Task to complete: Render every row below as a Markdown table with two columns, "No." for the row number and "Line" for the row itself. Leave out any blank lines.
#### Provided records
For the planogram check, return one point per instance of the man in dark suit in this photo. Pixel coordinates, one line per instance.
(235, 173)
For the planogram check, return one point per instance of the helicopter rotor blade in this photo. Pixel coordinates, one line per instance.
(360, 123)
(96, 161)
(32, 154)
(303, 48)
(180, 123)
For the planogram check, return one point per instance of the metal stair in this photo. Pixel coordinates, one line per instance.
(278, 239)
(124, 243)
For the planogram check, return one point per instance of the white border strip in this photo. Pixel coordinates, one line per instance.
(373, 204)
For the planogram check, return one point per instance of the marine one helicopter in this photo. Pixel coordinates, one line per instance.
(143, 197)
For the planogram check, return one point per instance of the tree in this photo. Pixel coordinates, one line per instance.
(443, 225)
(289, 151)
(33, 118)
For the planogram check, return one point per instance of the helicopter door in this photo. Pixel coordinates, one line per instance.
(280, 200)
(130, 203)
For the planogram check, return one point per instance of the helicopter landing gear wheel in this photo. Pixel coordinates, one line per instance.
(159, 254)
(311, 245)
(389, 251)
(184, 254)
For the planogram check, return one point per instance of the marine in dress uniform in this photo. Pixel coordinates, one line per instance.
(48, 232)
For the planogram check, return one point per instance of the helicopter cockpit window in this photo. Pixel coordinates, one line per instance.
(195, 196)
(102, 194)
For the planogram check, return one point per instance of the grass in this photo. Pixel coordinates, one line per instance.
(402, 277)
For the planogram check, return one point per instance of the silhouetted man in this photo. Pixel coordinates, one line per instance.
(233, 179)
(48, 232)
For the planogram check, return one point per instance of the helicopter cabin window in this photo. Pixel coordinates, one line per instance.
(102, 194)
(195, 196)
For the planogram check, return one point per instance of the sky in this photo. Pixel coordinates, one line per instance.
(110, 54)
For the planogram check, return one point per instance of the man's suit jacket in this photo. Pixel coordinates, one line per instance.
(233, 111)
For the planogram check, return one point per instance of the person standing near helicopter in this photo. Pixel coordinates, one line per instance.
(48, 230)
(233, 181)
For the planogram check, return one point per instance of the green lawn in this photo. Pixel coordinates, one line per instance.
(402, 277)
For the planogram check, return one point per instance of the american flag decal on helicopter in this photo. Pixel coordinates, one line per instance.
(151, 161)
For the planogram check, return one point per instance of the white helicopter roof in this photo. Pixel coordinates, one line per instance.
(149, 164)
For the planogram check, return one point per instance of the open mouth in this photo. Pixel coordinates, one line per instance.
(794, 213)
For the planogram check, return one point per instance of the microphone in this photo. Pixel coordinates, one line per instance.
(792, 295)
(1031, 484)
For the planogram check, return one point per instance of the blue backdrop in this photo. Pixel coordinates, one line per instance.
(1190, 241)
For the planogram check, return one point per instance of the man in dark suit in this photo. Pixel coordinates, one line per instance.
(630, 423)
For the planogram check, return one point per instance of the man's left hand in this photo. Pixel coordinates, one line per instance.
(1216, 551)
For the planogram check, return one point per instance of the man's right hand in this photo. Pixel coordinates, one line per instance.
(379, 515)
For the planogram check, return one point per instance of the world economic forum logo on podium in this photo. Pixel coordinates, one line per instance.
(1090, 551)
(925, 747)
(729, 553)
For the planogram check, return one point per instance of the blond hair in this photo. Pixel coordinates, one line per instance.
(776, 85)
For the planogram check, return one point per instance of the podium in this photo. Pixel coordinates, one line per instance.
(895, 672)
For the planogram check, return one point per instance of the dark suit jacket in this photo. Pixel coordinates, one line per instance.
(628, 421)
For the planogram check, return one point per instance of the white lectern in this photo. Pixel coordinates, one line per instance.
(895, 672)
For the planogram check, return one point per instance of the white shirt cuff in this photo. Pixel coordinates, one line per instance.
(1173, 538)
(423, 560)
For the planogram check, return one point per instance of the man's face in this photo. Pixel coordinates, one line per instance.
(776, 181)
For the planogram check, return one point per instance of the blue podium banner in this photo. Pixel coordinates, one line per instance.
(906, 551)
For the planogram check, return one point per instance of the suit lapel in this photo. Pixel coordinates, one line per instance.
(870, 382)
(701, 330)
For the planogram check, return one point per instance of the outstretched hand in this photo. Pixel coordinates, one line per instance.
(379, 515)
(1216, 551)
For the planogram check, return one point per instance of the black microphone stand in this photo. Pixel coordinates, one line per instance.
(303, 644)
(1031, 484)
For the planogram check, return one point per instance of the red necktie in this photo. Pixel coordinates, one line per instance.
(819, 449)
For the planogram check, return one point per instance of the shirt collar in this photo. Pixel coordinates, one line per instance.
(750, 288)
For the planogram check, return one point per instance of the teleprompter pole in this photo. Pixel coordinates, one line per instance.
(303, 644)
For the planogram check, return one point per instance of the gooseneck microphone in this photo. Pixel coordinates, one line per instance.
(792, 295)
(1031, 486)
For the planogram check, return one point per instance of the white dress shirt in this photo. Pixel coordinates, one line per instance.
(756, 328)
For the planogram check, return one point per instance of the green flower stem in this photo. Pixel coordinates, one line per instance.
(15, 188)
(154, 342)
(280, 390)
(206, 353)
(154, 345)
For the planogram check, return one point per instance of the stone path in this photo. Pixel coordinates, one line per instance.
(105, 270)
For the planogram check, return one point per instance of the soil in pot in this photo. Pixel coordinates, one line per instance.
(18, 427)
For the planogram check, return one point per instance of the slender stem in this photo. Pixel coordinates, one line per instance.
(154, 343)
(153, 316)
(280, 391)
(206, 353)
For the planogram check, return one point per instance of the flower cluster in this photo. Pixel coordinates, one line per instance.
########
Response:
| No. | Line |
|---|---|
| 1 | For the planogram check, return one point per instance of the man in dark suit in this photo. Pixel coordinates, one line per instance. |
| 2 | (235, 173) |
| 3 | For the planogram check, return one point per instance of the helicopter rotor blade in this photo. Pixel coordinates, one line per instance. |
| 4 | (360, 123) |
| 5 | (96, 161) |
| 6 | (32, 154) |
| 7 | (303, 48) |
| 8 | (180, 123) |
| 9 | For the planogram check, return one point per instance of the metal stair in this photo. Pixel coordinates, one line per instance. |
| 10 | (278, 239) |
| 11 | (124, 243) |
| 12 | For the planogram check, return one point per instance of the white border strip in this photo. Pixel coordinates, one line per instance. |
| 13 | (373, 204) |
| 14 | For the planogram check, return one point per instance of the marine one helicopter in this photo. Pixel coordinates, one line per instance. |
| 15 | (143, 197) |
| 16 | For the planogram check, return one point per instance of the tree in this photo. Pixel coordinates, one line per instance. |
| 17 | (443, 225) |
| 18 | (289, 151) |
| 19 | (33, 118) |
| 20 | For the planogram check, return one point per instance of the helicopter door in this photo. Pixel coordinates, one line per instance. |
| 21 | (280, 200) |
| 22 | (130, 203) |
| 23 | For the planogram check, return one point per instance of the helicopter landing gear wheel in this photo. Pixel coordinates, one line per instance. |
| 24 | (159, 254) |
| 25 | (311, 245) |
| 26 | (389, 251) |
| 27 | (184, 254) |
| 28 | For the planogram check, return one point per instance of the marine in dress uniform in this photo. Pixel coordinates, one line per instance. |
| 29 | (48, 232) |
| 30 | For the planogram check, return one point per instance of the helicopter cockpit window in this photo. Pixel coordinates, one line per instance. |
| 31 | (195, 196) |
| 32 | (102, 194) |
| 33 | For the planogram check, return one point per instance of the grass in this photo. Pixel coordinates, one line per instance. |
| 34 | (402, 277) |
| 35 | For the planogram check, return one point per instance of the silhouetted man in this photo. Pixel coordinates, one line per instance. |
| 36 | (233, 179) |
| 37 | (48, 232) |
| 38 | For the planogram check, return one point per instance of the helicopter cabin window in this photo. Pixel coordinates, one line per instance. |
| 39 | (102, 194) |
| 40 | (195, 196) |
| 41 | For the planogram check, return one point per instance of the sky in this photo. Pixel coordinates, one line per instance. |
| 42 | (110, 54) |
| 43 | For the planogram check, return one point per instance of the man's suit jacket in this photo. Pixel coordinates, one line per instance. |
| 44 | (233, 111) |
| 45 | For the planogram check, return one point per instance of the person standing near helicopter in this photo. Pixel coordinates, one line per instance. |
| 46 | (48, 230) |
| 47 | (233, 181) |
| 48 | For the planogram check, return one point per instance of the green lawn in this photo. Pixel coordinates, one line per instance. |
| 49 | (402, 277) |
| 50 | For the planogram check, return one point per instance of the american flag decal on helicopter in this photo. Pixel coordinates, one line per instance. |
| 51 | (151, 161) |
| 52 | For the planogram check, return one point per instance of the white helicopter roof in this photo. Pixel coordinates, one line per instance. |
| 53 | (149, 164) |
| 54 | For the planogram check, return one point per instance of the open mouth in this photo. Pixel coordinates, one line per instance. |
| 55 | (794, 213) |
| 56 | For the planogram check, return one point per instance of the microphone in this photo. Pixel coordinates, one line per instance. |
| 57 | (792, 295) |
| 58 | (1031, 484) |
| 59 | For the planogram check, return one point per instance of the blue backdrop in this photo. Pixel coordinates, one line per instance. |
| 60 | (1190, 241) |
| 61 | For the planogram check, return one point per instance of the man in dark suit in this photo. Pixel coordinates, one line per instance. |
| 62 | (630, 423) |
| 63 | For the planogram check, return one point per instance of the man's left hand in this photo. Pixel coordinates, one line per instance. |
| 64 | (1216, 551) |
| 65 | For the planogram check, return one point per instance of the man's right hand in this photo. Pixel coordinates, one line per instance. |
| 66 | (379, 515) |
| 67 | For the planogram check, return one point per instance of the world economic forum logo on podium in this photo. Pixel coordinates, one line per instance. |
| 68 | (1090, 551) |
| 69 | (925, 747) |
| 70 | (729, 553) |
| 71 | For the planogram check, return one point per instance of the blond hair in this photo. Pixel coordinates, one line per instance. |
| 72 | (776, 85) |
| 73 | For the planogram check, return one point per instance of the podium in this photo. Pixel coordinates, one line per instance. |
| 74 | (895, 672) |
| 75 | For the planogram check, return one point per instance of the dark suit jacket in this photo. Pixel coordinates, one line per instance. |
| 76 | (628, 421) |
| 77 | For the planogram check, return one point per instance of the white lectern in this photo. Pixel coordinates, one line per instance. |
| 78 | (895, 672) |
| 79 | For the planogram check, return one point per instance of the white shirt cuff in this photo. Pixel coordinates, one line per instance. |
| 80 | (1173, 538) |
| 81 | (423, 560) |
| 82 | For the planogram check, return one point per instance of the man's face in this photo. Pixel coordinates, one line per instance. |
| 83 | (776, 181) |
| 84 | For the planogram check, return one point per instance of the blue podium banner in this photo. Pixel coordinates, one line per instance. |
| 85 | (906, 551) |
| 86 | For the planogram check, return one point per instance of the suit lapel in this photo. Pixel coordinates, one line per instance. |
| 87 | (870, 382) |
| 88 | (701, 330) |
| 89 | For the planogram check, return one point per instance of the outstretched hand in this photo. Pixel coordinates, one line per instance. |
| 90 | (379, 515) |
| 91 | (1216, 551) |
| 92 | For the planogram check, return one point per instance of the black microphone stand in this photo. Pixel coordinates, one line per instance. |
| 93 | (303, 644) |
| 94 | (1031, 484) |
| 95 | For the planogram check, return one point per instance of the red necktie in this photo. Pixel coordinates, one line per instance. |
| 96 | (819, 449) |
| 97 | For the planogram check, return one point per instance of the shirt collar in this photo. Pixel coordinates, one line per instance. |
| 98 | (750, 288) |
| 99 | For the planogram check, return one point per instance of the teleprompter pole in this photo. Pixel coordinates, one line per instance. |
| 100 | (303, 644) |
| 101 | For the planogram check, return one point per instance of the gooseneck microphone in this photo. Pixel coordinates, one line per instance. |
| 102 | (792, 295) |
| 103 | (1031, 486) |
| 104 | For the planogram check, return one point per instance of the white dress shirt in this photo. Pixel coordinates, one line per instance. |
| 105 | (756, 328) |
| 106 | For the planogram check, return one point per instance of the green flower stem in this photo. Pixel coordinates, one line per instance. |
| 107 | (15, 188) |
| 108 | (154, 342) |
| 109 | (280, 390) |
| 110 | (206, 353) |
| 111 | (154, 345) |
| 112 | For the planogram check, return one point per instance of the stone path in this photo. Pixel coordinates, one line per instance. |
| 113 | (105, 270) |
| 114 | For the planogram check, return one point per instance of the soil in pot in this photo. Pixel coordinates, one line per instance. |
| 115 | (18, 427) |
| 116 | For the planogram check, return one point per instance of the slender stem in this photo. Pixel coordinates, one line per instance. |
| 117 | (154, 343) |
| 118 | (153, 316) |
| 119 | (280, 391) |
| 120 | (206, 353) |
| 121 | For the planogram check, return one point per instance of the flower cluster in this photo. Pixel coordinates, one line per instance. |